From: perry at stsci.edu (Perry Greenfield)
Date: Thu Jul 29 13:01:05 2004
Subject: [Numpy-discussion] The value of a native Blas
In-Reply-To: <1091130954.9805.78.camel@freyer.sfo.csun.edu>
Message-ID: <BD2ECF86.13DBC%perry@stsci.edu>

On 7/29/04 3:55 PM, "Stephen Walton" <stephen.walton at csun.edu> wrote:

> On Thu, 2004-07-29 at 11:57, Chris Barker wrote:
> 
>> One linked against the Apple Supplied vec-lib as the BLAS. (From Bob
>> Ippolito's PackMan database (http://undefined.org/python/pimp/)
> 
> Well, I'm a sucker for trying to increase performance :-) .  AMD's Web
> site recommends ATLAS as the best source for an Athlon-optimized BLAS.
> I happen to have ATLAS installed, and the time for Chris Barker's test
> went from 4.95 seconds to 0.91 seconds on a dual-Athlon MP 2200+ system.
> 
> To build numarray 1.0 with this setup, I had to modify addons.py a bit,
> both to use LAPACK and ATLAS and because ATLAS was built here with the
> Absoft Fortran compiler version 8.2 (I haven't tried g77).  Is anyone
> interested in this?

Well, I guess we are :-) Let us know what you had to do to get it to work.

Thanks, Perry


From stephen.walton at csun.edu  Thu Jul 29 13:28:07 2004
From: stephen.walton at csun.edu (Stephen Walton)
Date: Thu Jul 29 13:28:07 2004
Subject: [Numpy-discussion] The value of a native Blas
In-Reply-To: <BD2ECF86.13DBC%perry@stsci.edu>
References: <BD2ECF86.13DBC%perry@stsci.edu>
Message-ID: <1091132833.9805.133.camel@freyer.sfo.csun.edu>

On Thu, 2004-07-29 at 13:00, Perry Greenfield wrote:

> Well, I guess we are :-) Let us know what you had to do to get it to work.

This is so Absoft-specific that I'm not sure how much it helps others,
but here goes:  I built LAPACK after modifing the make.inc.LINUX file to
set the compiler and linker to /opt/absoft/bin/f77 instead of to g77,
and the compile flags to "-O3 -YNO_CDEC".  I ran "make config" in the
ATLAS directory and told the setup that /opt/absoft/bin/f77 was my
Fortran compiler, then did "make install arch=", then followed the
scipy.org instructions to combine LAPACK with the one from ATLAS. 
Finally, I applied the attached patch to addons.py in the numarray
directory.

Interestingly, the example program runs in 1.43 seconds on a 2.26GHz P4
with the default numarray install (as opposed to 4.95 seconds on the
Athlon).  I haven't built ATLAS on this platform yet to find how much of
an improvement I get.

- _Tasks_
1/ Translate this sentence from the mailing-list thread into Spanish: "AMD's Web site recommends ATLAS as the best source for an Athlon-optimized BLAS."
2/ Write out the mailing-list thread from "From: perry at" up to and including "PackMan database (http://undefined.org/python/pimp/)", renaming "vec-lib" to "vecLib".

- _Data_

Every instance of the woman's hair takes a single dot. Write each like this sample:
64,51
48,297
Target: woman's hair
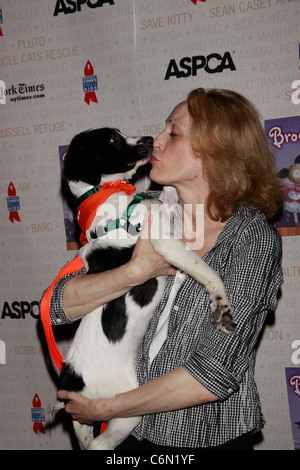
237,158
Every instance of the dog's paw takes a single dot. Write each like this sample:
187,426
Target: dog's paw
222,316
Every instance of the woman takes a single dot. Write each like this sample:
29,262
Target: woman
197,387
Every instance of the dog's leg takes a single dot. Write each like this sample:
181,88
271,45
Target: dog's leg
177,254
84,434
116,432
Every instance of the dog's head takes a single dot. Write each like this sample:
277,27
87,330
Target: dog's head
100,152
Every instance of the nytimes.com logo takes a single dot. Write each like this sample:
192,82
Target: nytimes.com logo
72,6
21,92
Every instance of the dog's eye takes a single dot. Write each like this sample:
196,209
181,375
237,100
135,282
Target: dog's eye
114,138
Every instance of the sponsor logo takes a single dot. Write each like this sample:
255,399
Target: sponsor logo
90,83
2,92
13,203
23,91
187,66
1,21
72,6
296,354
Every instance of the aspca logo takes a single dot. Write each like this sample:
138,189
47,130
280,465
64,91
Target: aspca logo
71,6
20,309
213,63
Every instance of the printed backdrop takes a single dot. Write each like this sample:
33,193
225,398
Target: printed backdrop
68,65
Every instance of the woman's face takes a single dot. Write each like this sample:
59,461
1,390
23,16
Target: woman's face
173,161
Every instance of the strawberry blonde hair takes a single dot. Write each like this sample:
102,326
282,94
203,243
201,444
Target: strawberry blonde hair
238,161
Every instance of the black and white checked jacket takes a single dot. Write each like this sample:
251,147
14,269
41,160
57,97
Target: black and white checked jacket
247,256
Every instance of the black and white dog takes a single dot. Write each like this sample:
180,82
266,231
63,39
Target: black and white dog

- _Worked solutions_
1/ El sitio web de AMD recomienda ATLAS como la mejor fuente de un BLAS optimizado para Athlon.

2/
From: perry at stsci.edu (Perry Greenfield)
Date: Thu Jul 29 13:01:05 2004
Subject: [Numpy-discussion] The value of a native Blas
In-Reply-To: <1091130954.9805.78.camel@freyer.sfo.csun.edu>
Message-ID: <BD2ECF86.13DBC%perry@stsci.edu>

On 7/29/04 3:55 PM, "Stephen Walton" <stephen.walton at csun.edu> wrote:

> On Thu, 2004-07-29 at 11:57, Chris Barker wrote:
> 
>> One linked against the Apple Supplied vecLib as the BLAS. (From Bob
>> Ippolito's PackMan database (http://undefined.org/python/pimp/)